EXERCISE DETAILS: Reproduce the records from the line containing "holding peppers in the image above." through the end of the records, inclusive, keeping the requests unchanged. Multiply every coordinate in the answers by 1.25, rounding to whole numbers with halves rounded up, and leave the numbers in the requests and their format samples as they are.

Coordinate annotation entries:

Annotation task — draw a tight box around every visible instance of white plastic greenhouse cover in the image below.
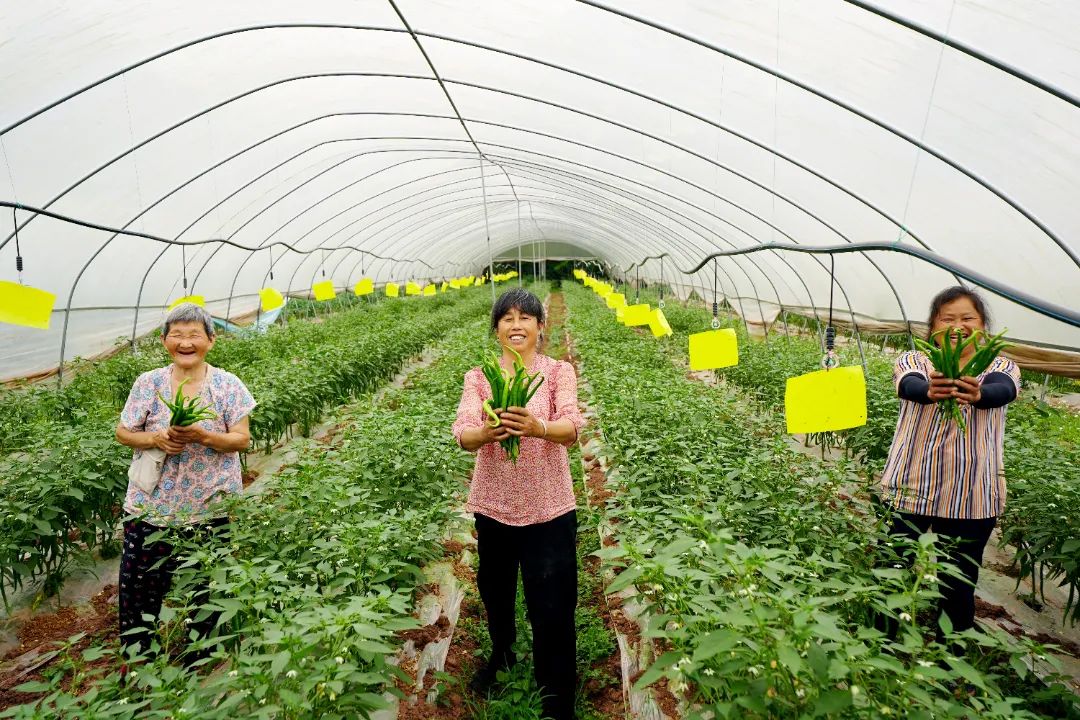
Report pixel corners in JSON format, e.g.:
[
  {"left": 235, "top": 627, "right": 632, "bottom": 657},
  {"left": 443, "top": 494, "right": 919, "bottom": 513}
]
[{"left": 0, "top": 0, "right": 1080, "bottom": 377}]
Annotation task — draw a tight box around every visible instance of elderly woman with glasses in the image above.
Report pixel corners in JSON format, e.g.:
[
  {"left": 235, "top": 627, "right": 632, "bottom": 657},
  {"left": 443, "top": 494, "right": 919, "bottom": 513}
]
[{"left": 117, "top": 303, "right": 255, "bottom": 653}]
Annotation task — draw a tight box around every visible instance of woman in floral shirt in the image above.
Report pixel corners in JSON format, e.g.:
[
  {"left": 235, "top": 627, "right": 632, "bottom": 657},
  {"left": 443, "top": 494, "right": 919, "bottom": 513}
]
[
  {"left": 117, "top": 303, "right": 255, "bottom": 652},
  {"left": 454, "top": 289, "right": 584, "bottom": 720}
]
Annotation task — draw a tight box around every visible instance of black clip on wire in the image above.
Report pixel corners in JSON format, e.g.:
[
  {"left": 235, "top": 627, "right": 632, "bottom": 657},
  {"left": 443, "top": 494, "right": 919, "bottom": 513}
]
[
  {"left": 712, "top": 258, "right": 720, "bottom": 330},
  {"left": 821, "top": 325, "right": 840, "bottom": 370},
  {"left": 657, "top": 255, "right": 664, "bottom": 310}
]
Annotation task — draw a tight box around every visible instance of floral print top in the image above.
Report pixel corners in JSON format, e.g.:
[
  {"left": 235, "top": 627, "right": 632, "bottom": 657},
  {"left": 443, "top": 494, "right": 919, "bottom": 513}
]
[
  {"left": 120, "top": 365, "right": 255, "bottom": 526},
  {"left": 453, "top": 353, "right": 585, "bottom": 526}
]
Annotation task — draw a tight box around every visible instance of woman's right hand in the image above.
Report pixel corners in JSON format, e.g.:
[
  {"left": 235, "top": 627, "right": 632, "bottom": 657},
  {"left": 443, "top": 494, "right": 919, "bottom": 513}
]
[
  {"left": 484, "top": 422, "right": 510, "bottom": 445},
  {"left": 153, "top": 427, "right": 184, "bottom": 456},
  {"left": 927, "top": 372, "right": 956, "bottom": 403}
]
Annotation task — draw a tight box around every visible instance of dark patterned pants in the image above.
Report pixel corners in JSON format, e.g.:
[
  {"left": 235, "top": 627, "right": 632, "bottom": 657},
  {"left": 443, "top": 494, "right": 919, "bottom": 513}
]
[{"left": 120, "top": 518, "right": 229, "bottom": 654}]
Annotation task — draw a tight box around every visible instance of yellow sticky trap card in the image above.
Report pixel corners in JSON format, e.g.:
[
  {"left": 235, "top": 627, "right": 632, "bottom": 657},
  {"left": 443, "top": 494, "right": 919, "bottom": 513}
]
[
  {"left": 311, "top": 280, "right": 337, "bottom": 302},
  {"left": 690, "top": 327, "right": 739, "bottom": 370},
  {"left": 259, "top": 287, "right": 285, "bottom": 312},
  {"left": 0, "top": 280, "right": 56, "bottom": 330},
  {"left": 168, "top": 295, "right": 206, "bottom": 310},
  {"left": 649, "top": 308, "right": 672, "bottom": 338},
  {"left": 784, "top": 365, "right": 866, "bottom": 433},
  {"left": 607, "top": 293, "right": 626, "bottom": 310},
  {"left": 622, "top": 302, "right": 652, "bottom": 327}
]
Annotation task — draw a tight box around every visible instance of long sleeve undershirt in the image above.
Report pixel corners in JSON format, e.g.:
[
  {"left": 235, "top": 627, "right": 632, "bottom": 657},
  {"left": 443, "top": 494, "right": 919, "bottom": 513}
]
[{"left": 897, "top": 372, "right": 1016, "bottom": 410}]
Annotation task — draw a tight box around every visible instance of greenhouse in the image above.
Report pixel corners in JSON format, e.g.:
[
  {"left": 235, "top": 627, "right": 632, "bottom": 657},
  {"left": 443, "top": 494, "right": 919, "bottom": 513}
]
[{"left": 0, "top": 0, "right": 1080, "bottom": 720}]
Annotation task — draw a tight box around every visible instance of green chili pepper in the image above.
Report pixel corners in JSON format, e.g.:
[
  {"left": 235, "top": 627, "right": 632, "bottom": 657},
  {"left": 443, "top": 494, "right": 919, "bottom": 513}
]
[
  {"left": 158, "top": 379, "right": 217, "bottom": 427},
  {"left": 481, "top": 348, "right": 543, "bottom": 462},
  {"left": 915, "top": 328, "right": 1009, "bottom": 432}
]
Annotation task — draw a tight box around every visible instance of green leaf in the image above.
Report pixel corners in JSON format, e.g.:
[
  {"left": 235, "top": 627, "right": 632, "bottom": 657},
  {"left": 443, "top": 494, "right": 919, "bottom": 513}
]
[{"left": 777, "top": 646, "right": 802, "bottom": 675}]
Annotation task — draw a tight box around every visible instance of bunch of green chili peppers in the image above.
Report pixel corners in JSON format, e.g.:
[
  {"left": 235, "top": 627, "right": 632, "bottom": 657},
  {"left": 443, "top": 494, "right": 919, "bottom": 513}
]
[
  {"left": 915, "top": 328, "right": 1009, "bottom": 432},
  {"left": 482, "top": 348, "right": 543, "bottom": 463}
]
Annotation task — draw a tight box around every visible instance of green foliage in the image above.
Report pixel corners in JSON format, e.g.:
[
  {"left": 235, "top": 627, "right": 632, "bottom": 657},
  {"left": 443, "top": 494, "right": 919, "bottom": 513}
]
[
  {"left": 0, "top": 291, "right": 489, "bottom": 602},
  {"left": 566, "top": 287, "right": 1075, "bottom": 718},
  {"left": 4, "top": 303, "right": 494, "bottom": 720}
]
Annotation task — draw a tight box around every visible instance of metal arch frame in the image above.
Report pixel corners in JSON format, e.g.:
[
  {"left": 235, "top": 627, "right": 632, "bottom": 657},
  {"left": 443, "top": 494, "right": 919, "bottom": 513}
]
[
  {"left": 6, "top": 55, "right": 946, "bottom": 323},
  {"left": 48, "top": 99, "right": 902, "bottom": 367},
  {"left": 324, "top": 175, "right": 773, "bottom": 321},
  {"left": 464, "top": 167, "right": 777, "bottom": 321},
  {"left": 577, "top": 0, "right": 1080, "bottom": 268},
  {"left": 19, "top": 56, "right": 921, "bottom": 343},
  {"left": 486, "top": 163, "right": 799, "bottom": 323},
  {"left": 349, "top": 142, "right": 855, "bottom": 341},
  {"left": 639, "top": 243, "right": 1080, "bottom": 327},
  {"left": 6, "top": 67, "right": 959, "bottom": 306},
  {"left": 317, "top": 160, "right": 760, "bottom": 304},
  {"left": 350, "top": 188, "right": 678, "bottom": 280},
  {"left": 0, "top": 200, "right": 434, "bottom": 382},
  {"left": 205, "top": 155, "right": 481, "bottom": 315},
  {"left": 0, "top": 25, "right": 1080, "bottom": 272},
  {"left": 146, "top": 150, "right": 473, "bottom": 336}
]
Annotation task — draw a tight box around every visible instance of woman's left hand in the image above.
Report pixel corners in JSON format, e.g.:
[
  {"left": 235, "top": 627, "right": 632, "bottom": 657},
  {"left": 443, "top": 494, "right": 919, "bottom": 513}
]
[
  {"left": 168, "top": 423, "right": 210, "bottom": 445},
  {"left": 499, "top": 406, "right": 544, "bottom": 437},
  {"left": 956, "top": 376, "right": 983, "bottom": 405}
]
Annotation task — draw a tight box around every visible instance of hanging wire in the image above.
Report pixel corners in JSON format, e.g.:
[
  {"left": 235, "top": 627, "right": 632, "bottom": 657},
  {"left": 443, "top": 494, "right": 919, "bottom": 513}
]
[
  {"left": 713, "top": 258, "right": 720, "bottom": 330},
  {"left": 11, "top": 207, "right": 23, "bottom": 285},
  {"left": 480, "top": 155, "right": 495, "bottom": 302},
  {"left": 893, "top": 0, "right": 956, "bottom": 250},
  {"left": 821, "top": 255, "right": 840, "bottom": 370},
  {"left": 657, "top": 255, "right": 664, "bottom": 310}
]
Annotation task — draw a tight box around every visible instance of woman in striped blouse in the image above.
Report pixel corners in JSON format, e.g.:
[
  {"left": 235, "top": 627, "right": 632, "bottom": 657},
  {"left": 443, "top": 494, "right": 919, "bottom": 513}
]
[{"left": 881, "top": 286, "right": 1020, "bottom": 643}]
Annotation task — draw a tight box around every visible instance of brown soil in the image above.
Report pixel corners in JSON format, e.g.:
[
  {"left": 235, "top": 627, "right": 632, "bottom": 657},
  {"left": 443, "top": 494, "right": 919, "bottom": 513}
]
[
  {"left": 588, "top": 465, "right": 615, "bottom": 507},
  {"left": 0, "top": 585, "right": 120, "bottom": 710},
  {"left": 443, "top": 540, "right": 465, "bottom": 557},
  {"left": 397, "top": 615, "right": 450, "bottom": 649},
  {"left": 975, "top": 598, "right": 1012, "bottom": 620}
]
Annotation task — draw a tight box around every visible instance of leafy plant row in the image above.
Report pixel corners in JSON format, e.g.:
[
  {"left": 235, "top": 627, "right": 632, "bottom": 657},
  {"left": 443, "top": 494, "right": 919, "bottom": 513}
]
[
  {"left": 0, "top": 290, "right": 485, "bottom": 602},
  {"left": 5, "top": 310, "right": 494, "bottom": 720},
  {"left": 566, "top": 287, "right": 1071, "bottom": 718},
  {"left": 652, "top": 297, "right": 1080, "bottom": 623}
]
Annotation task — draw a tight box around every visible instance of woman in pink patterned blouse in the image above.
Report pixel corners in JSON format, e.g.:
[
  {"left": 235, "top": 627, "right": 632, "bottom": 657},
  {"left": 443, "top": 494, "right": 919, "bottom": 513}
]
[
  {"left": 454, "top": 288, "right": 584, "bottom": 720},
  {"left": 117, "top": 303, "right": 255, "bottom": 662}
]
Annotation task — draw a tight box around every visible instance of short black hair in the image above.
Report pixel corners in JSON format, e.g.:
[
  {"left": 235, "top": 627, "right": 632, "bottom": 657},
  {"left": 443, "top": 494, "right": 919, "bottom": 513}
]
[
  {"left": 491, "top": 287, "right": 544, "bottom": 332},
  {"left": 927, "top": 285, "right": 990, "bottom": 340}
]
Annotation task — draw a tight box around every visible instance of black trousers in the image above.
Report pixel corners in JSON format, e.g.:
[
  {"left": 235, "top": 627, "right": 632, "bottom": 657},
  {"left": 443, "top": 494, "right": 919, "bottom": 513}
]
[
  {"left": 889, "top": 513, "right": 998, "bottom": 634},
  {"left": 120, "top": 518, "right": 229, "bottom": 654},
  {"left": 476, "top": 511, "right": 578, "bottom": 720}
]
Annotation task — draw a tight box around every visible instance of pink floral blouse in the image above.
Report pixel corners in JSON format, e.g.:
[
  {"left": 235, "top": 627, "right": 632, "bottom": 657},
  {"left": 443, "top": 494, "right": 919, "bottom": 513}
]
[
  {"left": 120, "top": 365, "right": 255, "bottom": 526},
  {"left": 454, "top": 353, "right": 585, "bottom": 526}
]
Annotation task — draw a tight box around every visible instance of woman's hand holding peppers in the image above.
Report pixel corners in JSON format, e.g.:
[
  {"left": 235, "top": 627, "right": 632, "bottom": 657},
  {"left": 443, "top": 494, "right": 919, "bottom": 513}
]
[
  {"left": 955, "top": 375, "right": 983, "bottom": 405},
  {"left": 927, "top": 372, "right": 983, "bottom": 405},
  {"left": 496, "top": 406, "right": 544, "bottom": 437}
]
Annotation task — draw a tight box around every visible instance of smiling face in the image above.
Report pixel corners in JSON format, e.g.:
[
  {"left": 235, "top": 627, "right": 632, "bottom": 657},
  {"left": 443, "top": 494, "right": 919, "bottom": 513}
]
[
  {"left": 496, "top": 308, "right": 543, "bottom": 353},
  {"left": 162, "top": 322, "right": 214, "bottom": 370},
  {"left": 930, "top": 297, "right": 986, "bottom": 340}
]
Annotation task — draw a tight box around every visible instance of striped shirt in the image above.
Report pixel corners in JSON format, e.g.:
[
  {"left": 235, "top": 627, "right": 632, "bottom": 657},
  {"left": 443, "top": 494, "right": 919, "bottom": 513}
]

SOLUTION BELOW:
Annotation task — draw a tight box around every visible instance of woman's hand holding peppers in the image above.
Report pixel corners in JSON format, e.g.:
[
  {"left": 235, "top": 627, "right": 632, "bottom": 657},
  {"left": 443, "top": 494, "right": 919, "bottom": 513}
]
[
  {"left": 1194, "top": 469, "right": 1229, "bottom": 506},
  {"left": 1159, "top": 465, "right": 1229, "bottom": 506},
  {"left": 620, "top": 508, "right": 680, "bottom": 546}
]
Annotation task — draw a tight box around every visible instance of smiling face in the image above.
Report pixel corners in JSON format, e.g.:
[
  {"left": 235, "top": 627, "right": 632, "bottom": 657},
  {"left": 443, "top": 494, "right": 919, "bottom": 513}
]
[
  {"left": 620, "top": 385, "right": 679, "bottom": 441},
  {"left": 203, "top": 403, "right": 268, "bottom": 463},
  {"left": 1163, "top": 371, "right": 1233, "bottom": 425}
]
Annotation task — draw a tight box around every visible instance of striped shirt in the image above.
Report pixel corners in JSON format, e.g.:
[
  {"left": 235, "top": 627, "right": 632, "bottom": 657},
  {"left": 443, "top": 494, "right": 919, "bottom": 513}
]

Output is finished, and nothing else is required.